:: SUPPLIED TEXT ::
--- START ---

The major cause of PSLF disqualification has been due to borrowers choosing the “wrong” loan product. In the first three years of the program, loans had to originate as direct government loans. A change was made in 2010 that made all federal student loans directly from the Education Department. Then there were four repayment plans, but only two qualified for PSLF, and this is where many borrowers slipped up. For many borrowers, the fact that they had selected a nonqualifying payment plan was often only discovered after ten years of payments had been dutifully made.
With this phase of student loan changes, the US Department of Education will now offer a waiver for those who used ineligible payment plans. There will be an appeal process for those who were denied, and federal employees, along with members of the military, will now be eligible for PSLF automatically. It should be noted that military personnel, who can put their payments on hold if they are deployed, will now have that period of temporary forbearance count towards the 120 months.
“This is a good day for teachers, nurses, service members, and millions of workers serving on the front lines of the pandemic,” said Seth Frotman, a former student loan ombudsman for the Consumer Financial Protection Bureau. Frotman now runs the nonprofit Student Borrower Protection Center. “For too long, those who give the most to our communities and our country have been given the runaround and forced to shoulder debts that should have been canceled.”

--- END ---

:: DATA SHOWN ::
--- START ---

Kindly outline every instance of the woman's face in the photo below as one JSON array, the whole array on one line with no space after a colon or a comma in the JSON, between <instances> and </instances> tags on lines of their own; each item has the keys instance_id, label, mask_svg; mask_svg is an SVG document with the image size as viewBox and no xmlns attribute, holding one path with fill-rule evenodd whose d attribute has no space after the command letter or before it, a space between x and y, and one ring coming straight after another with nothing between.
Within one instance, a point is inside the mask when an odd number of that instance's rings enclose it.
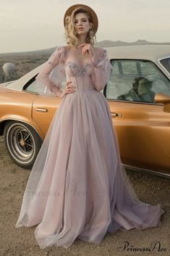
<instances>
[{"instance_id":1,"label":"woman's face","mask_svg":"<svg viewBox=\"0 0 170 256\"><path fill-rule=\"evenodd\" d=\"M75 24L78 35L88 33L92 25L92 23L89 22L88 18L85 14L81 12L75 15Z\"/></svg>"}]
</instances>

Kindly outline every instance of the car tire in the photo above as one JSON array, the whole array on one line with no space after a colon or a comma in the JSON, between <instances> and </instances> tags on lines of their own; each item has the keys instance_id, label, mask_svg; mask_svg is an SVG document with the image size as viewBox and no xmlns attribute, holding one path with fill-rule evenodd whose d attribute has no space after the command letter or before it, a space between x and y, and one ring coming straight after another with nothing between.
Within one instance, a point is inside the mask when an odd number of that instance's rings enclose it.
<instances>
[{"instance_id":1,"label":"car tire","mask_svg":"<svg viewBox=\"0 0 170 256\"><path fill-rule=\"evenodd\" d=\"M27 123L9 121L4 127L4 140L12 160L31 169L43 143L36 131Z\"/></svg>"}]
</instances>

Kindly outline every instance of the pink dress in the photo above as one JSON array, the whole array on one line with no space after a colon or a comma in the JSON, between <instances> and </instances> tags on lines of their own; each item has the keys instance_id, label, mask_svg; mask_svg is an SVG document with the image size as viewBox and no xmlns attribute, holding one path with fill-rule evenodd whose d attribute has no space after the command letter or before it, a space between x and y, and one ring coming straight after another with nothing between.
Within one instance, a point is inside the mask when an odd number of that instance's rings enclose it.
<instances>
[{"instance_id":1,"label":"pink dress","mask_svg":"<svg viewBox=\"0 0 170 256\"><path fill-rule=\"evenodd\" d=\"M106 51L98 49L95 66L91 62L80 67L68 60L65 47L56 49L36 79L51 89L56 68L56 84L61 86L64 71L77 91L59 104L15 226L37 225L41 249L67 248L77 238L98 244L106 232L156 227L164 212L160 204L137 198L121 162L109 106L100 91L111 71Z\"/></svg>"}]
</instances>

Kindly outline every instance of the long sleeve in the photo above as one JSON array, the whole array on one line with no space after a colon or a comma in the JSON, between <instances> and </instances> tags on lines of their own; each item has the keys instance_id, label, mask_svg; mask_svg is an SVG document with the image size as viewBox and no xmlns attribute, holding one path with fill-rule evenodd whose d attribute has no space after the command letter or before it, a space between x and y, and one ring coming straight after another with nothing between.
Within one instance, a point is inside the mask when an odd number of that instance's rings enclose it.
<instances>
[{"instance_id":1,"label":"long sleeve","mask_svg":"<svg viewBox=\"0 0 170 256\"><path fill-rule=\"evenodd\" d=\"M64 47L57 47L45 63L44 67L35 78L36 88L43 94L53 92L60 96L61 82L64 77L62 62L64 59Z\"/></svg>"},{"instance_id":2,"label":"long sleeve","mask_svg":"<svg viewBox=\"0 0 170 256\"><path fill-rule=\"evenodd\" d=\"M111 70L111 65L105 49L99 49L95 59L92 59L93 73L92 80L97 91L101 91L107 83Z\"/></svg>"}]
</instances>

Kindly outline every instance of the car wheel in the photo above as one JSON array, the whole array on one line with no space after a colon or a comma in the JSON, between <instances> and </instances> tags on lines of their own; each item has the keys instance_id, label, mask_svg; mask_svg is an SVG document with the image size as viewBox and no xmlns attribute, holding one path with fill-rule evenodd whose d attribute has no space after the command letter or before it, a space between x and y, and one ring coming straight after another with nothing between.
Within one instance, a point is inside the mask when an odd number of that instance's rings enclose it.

--- END ---

:: EXERCISES TO COMPLETE ::
1/ Name every change to PSLF that the text on student loan forgiveness says this phase of changes brings.
2/ Proceed with the text on Public Service Loan Forgiveness, picking up after its last sentence.
The records come from a separate source and have no connection to the text about Public Service Loan Forgiveness.

:: PER-TASK OUTPUTS ::
1/
- A waiver from the US Department of Education for borrowers who used ineligible payment plans
- An appeal process for borrowers who were denied
- Automatic PSLF eligibility for federal employees and members of the military
- Periods of temporary forbearance during deployment now count toward the 120 months for military personnel

2/
One other development, which provides an opportunity for big changes—but which could also be a source of enormous complication—is that the company that handles the federal student loans and loan forgiveness program is not renewing its contract. Pennsylvania Higher Education Assistance Agency (FedLoan) will be phasing out its contract with the feds over the next few months because the program has become “too costly.”
Another servicer, Navient, which has had a problematic history with student loans that includes charges of misleading students that has resulted in multiple class-action lawsuits, is also getting out of the federal student loan servicing business. The US Department of Education has not found a replacement to date.
The federal policy change is a very good thing for PSLF participants. But forgiveness is not automatic. Those who hold federal student loans and qualify must still do the following two things:
- Print out (and download) your entire loan payment history, both PSLF and TEPSLF (the temporary forgiveness category that covers payments made under the “wrong” plans). As the loan servicer changes, FedLoan has promised that records will be transferred intact. But be sure you have copies just in case there are inevitable computer crashes.
- Borrowers must submit a new Public Service Loan Forgiveness (PSLF) & Temporary Expanded PSLF (TEPSLF) Certification & Application form by October 31, 2022. But fill it out and submit it now, while FedLoan is in place, and keep a copy.
Serious note: when you open the link on FedLoan and start to enter information, it will display that you have “0” qualifying loan payments, even though in your account summary on a previous page you can find how many payments were qualifying. Why it displays a zero is a mystery. After you pick yourself up off the floor, complete the online portion and print it out. Send in the signed form as soon as possible!
As federal officials search for a new student loan servicing company, perhaps they should look for a nonprofit, along the lines of a federal credit union. And then—maybe, just maybe, it’s time to unwind the entire system of financing education through private debt.
The author was an older nontraditional student and at 65 is paying off a student loan for her doctoral degree. She is in the Public Student Loan Forgiveness program—six years in PSLF and has 21 payments that are TEPSLF [temporary expanded PSLF program] because she was making payments on the “wrong” plan.